*Parts of the exercise:*
a – Reproduce, character for character, the part of the peak vs RMS voltage example that opens with the words containing "Since the voltage" and closes with "the typical voltage.".
b – Go on with the peak vs RMS voltage example, writing what comes next after its final sentence.

━━ Selected extract

A very physics example.

Example 2.2.6. Peak vs RMS voltage.

When you plug a light bulb into a socket ³ and turn it on, it is subjected to a voltage

\begin{align*} V(t) &= V_0\sin(\omega t-\delta) \end{align*}

where

$V_0=170$ volts,
$\omega=2\pi\times 60$ (which corresponds to $60$ cycles per second ⁴) and
the constant $\delta$ is an (unimportant) phase. It just shifts the time at which the voltage is zero

The voltage $V_0$ is the “peak voltage” — the maximum value the voltage takes over time. More typically we quote the “root mean square” voltage ⁵ (or RMS-voltage). In this example we explain the difference, but to simplify the calculations, let us simplify the voltage function and just use

\begin{align*} V(t) &= V_0 \sin(t) \end{align*}

Since the voltage is a sine-function, it takes both positive and negative values. If we take its simple average over 1 period then we get

\begin{align*} V_\ave &= \frac{1}{2\pi-0} \int_0^{2\pi} V_0 \sin(t) \dee{t}\\ &= \frac{V_0}{2\pi}\bigg[ - \cos(t)\bigg]_0^{2\pi}\\ &= \frac{V_0}{2\pi}\left( -\cos(2\pi) + \cos 0\right) = \frac{V_0}{2\pi}(-1+1)\\ &= 0 \end{align*}

This is clearly not a good indication of the typical voltage.

━━━━
━━ Listed entries

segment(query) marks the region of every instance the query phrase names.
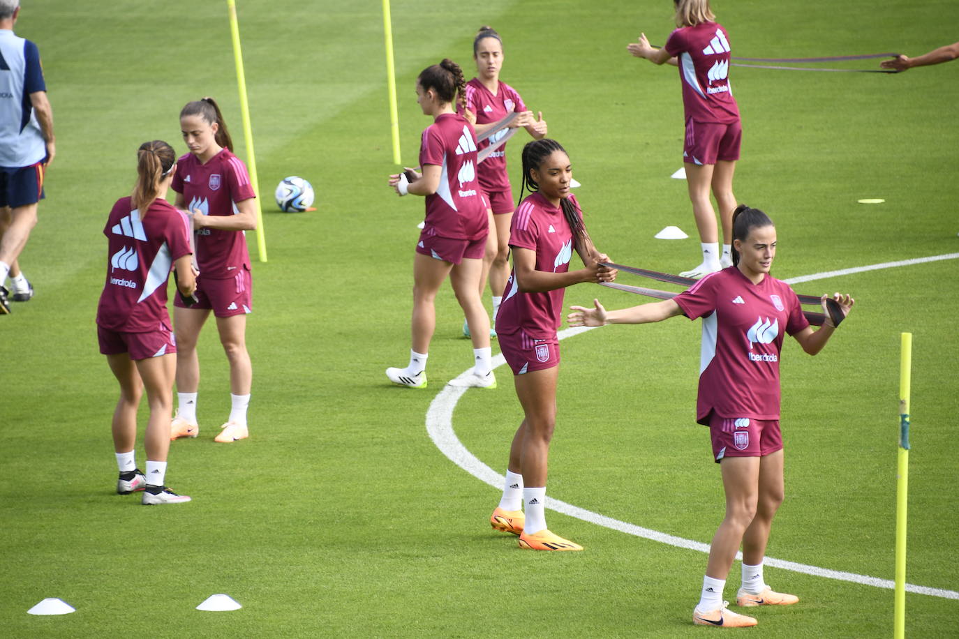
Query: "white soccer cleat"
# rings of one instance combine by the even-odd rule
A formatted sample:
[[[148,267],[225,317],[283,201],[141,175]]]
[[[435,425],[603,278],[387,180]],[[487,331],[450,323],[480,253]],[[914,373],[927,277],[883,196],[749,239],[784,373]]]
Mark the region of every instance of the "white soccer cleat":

━━━━
━━ Listed entries

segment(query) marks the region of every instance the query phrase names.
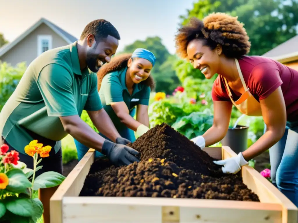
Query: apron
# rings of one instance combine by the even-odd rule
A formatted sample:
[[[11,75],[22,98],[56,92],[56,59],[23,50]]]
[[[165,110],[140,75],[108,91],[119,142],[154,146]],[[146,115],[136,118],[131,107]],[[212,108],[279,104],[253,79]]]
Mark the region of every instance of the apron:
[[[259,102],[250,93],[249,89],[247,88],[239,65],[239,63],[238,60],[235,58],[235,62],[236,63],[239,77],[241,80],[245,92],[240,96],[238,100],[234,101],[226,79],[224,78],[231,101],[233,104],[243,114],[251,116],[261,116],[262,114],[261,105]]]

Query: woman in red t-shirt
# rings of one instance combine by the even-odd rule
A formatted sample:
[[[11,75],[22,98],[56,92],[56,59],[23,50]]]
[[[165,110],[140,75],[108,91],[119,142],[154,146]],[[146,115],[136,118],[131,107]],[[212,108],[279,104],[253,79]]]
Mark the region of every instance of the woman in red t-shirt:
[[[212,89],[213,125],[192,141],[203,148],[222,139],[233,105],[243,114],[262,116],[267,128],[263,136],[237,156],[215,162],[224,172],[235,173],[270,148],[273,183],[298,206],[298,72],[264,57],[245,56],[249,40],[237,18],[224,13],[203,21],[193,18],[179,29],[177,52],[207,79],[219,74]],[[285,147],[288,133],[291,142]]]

━━━━
━━ Listed entries

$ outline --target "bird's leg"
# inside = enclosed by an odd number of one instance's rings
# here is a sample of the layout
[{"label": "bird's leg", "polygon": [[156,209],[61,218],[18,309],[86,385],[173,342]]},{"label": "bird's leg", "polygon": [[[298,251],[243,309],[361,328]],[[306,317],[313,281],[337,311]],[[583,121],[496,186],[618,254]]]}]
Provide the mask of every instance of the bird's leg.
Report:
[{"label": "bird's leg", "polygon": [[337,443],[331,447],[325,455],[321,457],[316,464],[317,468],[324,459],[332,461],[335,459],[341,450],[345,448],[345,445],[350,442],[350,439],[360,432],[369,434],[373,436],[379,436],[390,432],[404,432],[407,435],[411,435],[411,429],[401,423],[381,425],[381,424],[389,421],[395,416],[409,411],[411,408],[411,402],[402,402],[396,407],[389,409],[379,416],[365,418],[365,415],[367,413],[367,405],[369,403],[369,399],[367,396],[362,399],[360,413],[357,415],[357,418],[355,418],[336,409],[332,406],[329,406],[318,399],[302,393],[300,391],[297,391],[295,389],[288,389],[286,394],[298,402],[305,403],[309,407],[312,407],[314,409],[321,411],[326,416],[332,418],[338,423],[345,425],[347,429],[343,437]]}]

━━━━

*Answers per task:*
a –
Since the voltage is a sine-function, it takes both positive and negative values. If we take its simple average over 1 period then we get

\begin{align*} V_\ave &= \frac{1}{2\pi-0} \int_0^{2\pi} V_0 \sin(t) \dee{t}\\ &= \frac{V_0}{2\pi}\bigg[ - \cos(t)\bigg]_0^{2\pi}\\ &= \frac{V_0}{2\pi}\left( -\cos(2\pi) + \cos 0\right) = \frac{V_0}{2\pi}(-1+1)\\ &= 0 \end{align*}

This is clearly not a good indication of the typical voltage.

b –
What we actually want here is a measure of how far the voltage is from zero. Now we could do this by taking the average of $|V(t)|\text{,}$ but this is a little harder to work with. Instead we take the average of the square ⁶ of the voltage (so it is always positive) and then take the square root at the end. That is

\begin{align*} V_\mathrm{rms} &= \sqrt{\frac{1}{2\pi-0} \int_0^{2\pi} V(t)^2 \dee{t}}\\ &= \sqrt{\frac{1}{2\pi} \int_0^{2\pi} V_0^2 \sin^2(t) \dee{t}}\\ &= \sqrt{\frac{V_0^2}{2\pi} \int_0^{2\pi} \sin^2(t) \dee{t}} \end{align*}

This is called the “root mean square” voltage.

Though we do know how to integrate sine and cosine, we don't (yet) know how to integrate their squares. A quick look at double-angle formulas ⁷ gives us a way to eliminate the square:

\begin{gather*} \cos(2\theta) =1-2\sin^2\theta \implies \sin^2\theta=\frac{1-\cos(2\theta)}{2} \end{gather*}

Using this we manipulate our integrand a little more:

\begin{align*} V_\mathrm{rms} &= \sqrt{\frac{V_0^2}{2\pi} \int_0^{2\pi} \frac{1}{2}(1-\cos(2t)) \dee{t}}\\ &= \sqrt{ \frac{V_0^2}{4\pi} \bigg[t - \frac{1}{2}\sin(2t) \bigg]_0^{2\pi} }\\ &= \sqrt{ \frac{V_0^2}{4\pi} \left(2\pi - \frac{1}{2}\sin(4\pi) - 0 + \frac{1}{2}\sin(0) \right) }\\ &= \sqrt{ \frac{V_0^2}{4\pi} \cdot 2\pi }\\ &= \frac{V_0}{\sqrt{2}} \end{align*}

So if the peak voltage is 170 volts then the RMS voltage is $\frac{170}{\sqrt{2}}\approx 120.2\text{.}$

Continuing this very physics example:

Example 2.2.7. Peak vs RMS voltage — continued.

Let us take our same light bulb with voltage (after it is plugged in) given by

\begin{align*} V(t) &= V_0\sin(\omega t-\delta) \end{align*}

where

$V_0$ is the peak voltage,
$\omega=2\pi\times 60\text{,}$ and
the constant $\delta$ is an (unimportant) phase.

If the light bulb is “100 watts”, then what is its resistance?

To answer this question we need the following facts from physics.

If the light bulb has resistance $R$ ohms, this causes, by Ohm's law, a current of
\begin{align*} I(t) &= \frac{1}{R} V(t) & \end{align*}
(amps) to flow through the light bulb.
The current $I$ is the number of units of charge moving through the bulb per unit time.
The voltage is the energy required to move one unit of charge through the bulb.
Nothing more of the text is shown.